- SEITENAUSZUG
- - - -

Art. 29 Abs. 1 Satz 1 Var. 2 Dublin III-VO setzt voraus, dass der Rechtsbehelf gemäß Art. 27 Abs. 3 Dublin III-VO aufschiebende Wirkung hat. Dies ist vorliegend nicht der Fall.

Der vorläufige Rechtsschutzantrag hat keine Unterbrechung herbeigeführt, weil er auf die Ziffer 3 des Bundesamtsbescheides und der Vortrag eines nationalen Abschiebungshindernisses beschränkt war.

Dieser vorläufige Rechtsschutzantrag nach § 80 Abs. 5 VwGO ist kein Rechtsbehelf, der im Sinne des Art. 27 Abs. 3 Dublin III-VO eine "aufschiebende Wirkung" ausgelöst hat. Dieser Rechtsbegriff ist unionsrechtlich zu verstehen und nicht mit der in § 80 Abs. 5 VwGO, § 75 AsylG, § 34a Abs. 2 Satz 2 AsylG bzgl. der Abschiebungsanordnung nationalrechtlich geregelten Rechtsfolge identisch.

Grundsätzlich bestimmt Art. 27 Abs. 3 Dublin III-VO in der hier einschlägigen Variante des Buchstaben c), dass die Mitgliedstaaten in ihrem innerstaatlichen Recht vorsehen, dass die betreffende Person die Möglichkeit hat, "bei einem Gericht innerhalb einer angemessenen Frist eine Aussetzung der Durchführung der Überstellungsentscheidung bis zum Abschluss des Rechtsbehelfs oder der Überprüfung zu beantragen. Die Mitgliedstaaten sorgen für einen wirksamen Rechtsbehelf in der Form, dass die Überstellung ausgesetzt wird, bis die Entscheidung über den ersten Antrag auf Aussetzung ergangen ist."

- - - -

- DATENAUSZÜGE
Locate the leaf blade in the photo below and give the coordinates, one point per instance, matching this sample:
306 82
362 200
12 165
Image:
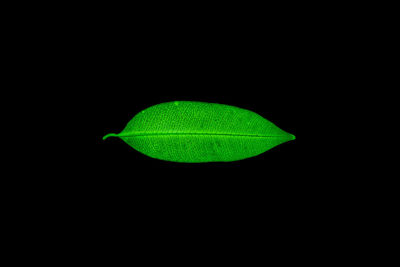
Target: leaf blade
186 131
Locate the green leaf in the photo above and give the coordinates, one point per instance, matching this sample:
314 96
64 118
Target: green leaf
186 131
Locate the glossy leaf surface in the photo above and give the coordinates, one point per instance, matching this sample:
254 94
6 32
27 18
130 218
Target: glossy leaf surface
186 131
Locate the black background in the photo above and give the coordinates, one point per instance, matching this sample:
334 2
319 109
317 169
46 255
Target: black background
116 62
271 66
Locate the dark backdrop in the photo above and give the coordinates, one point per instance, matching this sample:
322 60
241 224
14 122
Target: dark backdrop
272 64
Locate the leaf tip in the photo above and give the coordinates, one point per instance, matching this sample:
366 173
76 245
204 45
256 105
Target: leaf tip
108 135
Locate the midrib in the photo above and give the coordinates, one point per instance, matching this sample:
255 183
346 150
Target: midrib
205 134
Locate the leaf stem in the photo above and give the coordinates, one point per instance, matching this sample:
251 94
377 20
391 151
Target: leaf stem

- - - -

- AUFGABENSTELLUNG
Setze den Seitenauszug über die aufschiebende Wirkung nach der Dublin-III-Verordnung im Anschluss an seinen letzten Satz fort.

- ANTWORT
Nationalrechtlich ist vorgesehen, dass bei einem rechtzeitigen Antrag auf Anordnung der aufschiebenden Wirkung einer Klage gegen die Abschiebungsanordnung kraft Gesetzes (§ 34a Abs. 2 Satz 2 AsylG) eine Abschiebung bis zu der Entscheidung des Verwaltungsgerichts nicht vollzogen werden darf. Daraus wurde gefolgert, dass für die Unterbrechung der Frist des Art. 29 Abs. 1 Satz 1 Var. 2 Dublin III-VO die fristgerechte Stellung eines Rechtsbehelfs gegen die Abschiebungsanordnung ausreicht, unabhängig davon, ob dieser Erfolg hat [...].

Aus der neueren Rechtsprechung des Europäischen Gerichtshofs folgt jedoch, dass unter die Vorschrift des Art. 27 Dublin III-VO nur solche Rechtsbehelfe gegen eine Überstellungsentscheidung fallen, die auf die Beachtung der Regeln über die Zuständigkeit zur Prüfung eines Antrags auf internationalen Schutz oder der von der Verordnung vorgesehenen Verfahrensgarantien abzielen [...].

Danach führen Rechtsbehelfe, mit denen ausschließlich faktische Überstellungshindernisse geltend gemacht werden, nicht zur Unterbrechung bzw. Verlängerung der Überstellungsfrist.

Vielmehr ist die in Art. 29 Abs. 1 der Dublin-III-VO vorgesehene Überstellungsfrist von sechs Monaten auch in Situationen anzuwenden, in denen die betroffene Person aufgrund ihres Gesundheitszustands oder aufgrund ihrer zwangsweisen Unterbringung in einer psychiatrischen Abteilung eines Krankenhauses nicht überstellt werden kann [...].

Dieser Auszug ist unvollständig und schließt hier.